> _Exercise materials_
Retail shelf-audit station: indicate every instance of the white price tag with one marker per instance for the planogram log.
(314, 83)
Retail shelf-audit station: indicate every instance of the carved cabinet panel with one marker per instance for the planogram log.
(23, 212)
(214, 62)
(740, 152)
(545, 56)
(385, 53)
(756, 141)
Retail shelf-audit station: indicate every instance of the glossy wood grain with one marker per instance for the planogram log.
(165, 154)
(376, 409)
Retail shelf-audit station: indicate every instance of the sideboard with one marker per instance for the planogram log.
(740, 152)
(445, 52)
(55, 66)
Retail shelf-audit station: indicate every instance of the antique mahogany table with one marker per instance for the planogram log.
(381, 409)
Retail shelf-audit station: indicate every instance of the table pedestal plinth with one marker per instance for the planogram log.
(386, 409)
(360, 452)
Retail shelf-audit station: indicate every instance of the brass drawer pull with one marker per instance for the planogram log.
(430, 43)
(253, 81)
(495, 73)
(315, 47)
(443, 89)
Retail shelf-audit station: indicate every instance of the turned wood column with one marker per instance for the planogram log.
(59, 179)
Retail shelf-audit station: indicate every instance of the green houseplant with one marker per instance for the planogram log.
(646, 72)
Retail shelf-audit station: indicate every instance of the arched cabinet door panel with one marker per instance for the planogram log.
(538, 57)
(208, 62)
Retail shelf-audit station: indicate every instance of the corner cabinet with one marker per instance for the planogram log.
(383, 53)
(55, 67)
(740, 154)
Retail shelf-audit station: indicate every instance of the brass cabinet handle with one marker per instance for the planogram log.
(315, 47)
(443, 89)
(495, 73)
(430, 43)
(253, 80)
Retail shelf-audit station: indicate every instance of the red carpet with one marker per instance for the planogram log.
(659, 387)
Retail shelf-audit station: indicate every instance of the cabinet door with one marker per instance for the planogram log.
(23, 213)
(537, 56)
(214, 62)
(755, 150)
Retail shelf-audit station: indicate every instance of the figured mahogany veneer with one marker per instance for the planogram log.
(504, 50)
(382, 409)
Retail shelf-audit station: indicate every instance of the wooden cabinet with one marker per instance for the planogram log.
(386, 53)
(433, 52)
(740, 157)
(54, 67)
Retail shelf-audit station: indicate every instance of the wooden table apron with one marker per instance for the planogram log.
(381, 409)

> _Short exercise_
Write out the records above as a JSON array of strings, one string per line, with any blank lines omitted.

> _Task output_
[
  "Retail shelf-audit station: indicate every instance of the white price tag with one marker per instance for the planogram log.",
  "(314, 83)",
  "Retail shelf-audit station: indicate every instance of the carved cabinet panel with one marker per instance for the planogram log.",
  "(23, 212)",
  "(214, 62)",
  "(740, 152)",
  "(545, 56)",
  "(385, 53)",
  "(756, 141)",
  "Retail shelf-audit station: indicate every instance of the glossy wood grain with one marker per instance for the planogram log.",
  "(165, 154)",
  "(376, 409)",
  "Retail shelf-audit station: indicate every instance of the sideboard with one marker per instance for the planogram log.",
  "(740, 152)",
  "(445, 52)",
  "(55, 66)",
  "Retail shelf-audit station: indicate every instance of the antique mahogany table with one marker per instance for the planogram log.",
  "(381, 409)",
  "Retail shelf-audit station: indicate every instance of the table pedestal plinth with one marker per instance for the planogram log.",
  "(386, 409)",
  "(360, 452)",
  "Retail shelf-audit station: indicate every instance of the brass drawer pull with one marker per instance for the planogram log.",
  "(430, 43)",
  "(253, 81)",
  "(495, 73)",
  "(315, 47)",
  "(443, 89)",
  "Retail shelf-audit station: indicate every instance of the turned wood column with one marker per instance for the planogram log.",
  "(59, 179)",
  "Retail shelf-audit station: indicate every instance of the green houseplant with one marker per instance for the planogram log.",
  "(646, 72)",
  "Retail shelf-audit station: indicate every instance of the arched cabinet door panel with one marker per instance for the planogram log.",
  "(538, 57)",
  "(208, 62)",
  "Retail shelf-audit station: indicate every instance of the corner cabinet with one marker per instance for the planogram log.",
  "(383, 53)",
  "(55, 67)",
  "(740, 154)",
  "Retail shelf-audit station: indicate every instance of the brass cabinet handle with one marker per instance for the planogram log.",
  "(315, 47)",
  "(443, 89)",
  "(495, 73)",
  "(430, 43)",
  "(253, 80)",
  "Retail shelf-audit station: indicate every instance of the red carpet with one marker per instance for the planogram log.",
  "(659, 387)",
  "Retail shelf-audit station: indicate every instance of the cabinet door with one marker per instance for the planogram log.",
  "(23, 213)",
  "(537, 56)",
  "(214, 62)",
  "(755, 150)",
  "Retail shelf-audit station: indicate every instance of the figured mahogany veneer with one marker per instance for the planogram log.",
  "(504, 50)",
  "(382, 409)",
  "Retail shelf-audit station: indicate every instance of the wooden cabinet with one marker per instance for the planogram log.",
  "(386, 53)",
  "(433, 52)",
  "(740, 157)",
  "(54, 67)",
  "Retail shelf-audit station: indicate every instance of the wooden table apron with one marker per instance for the planogram log.",
  "(381, 409)"
]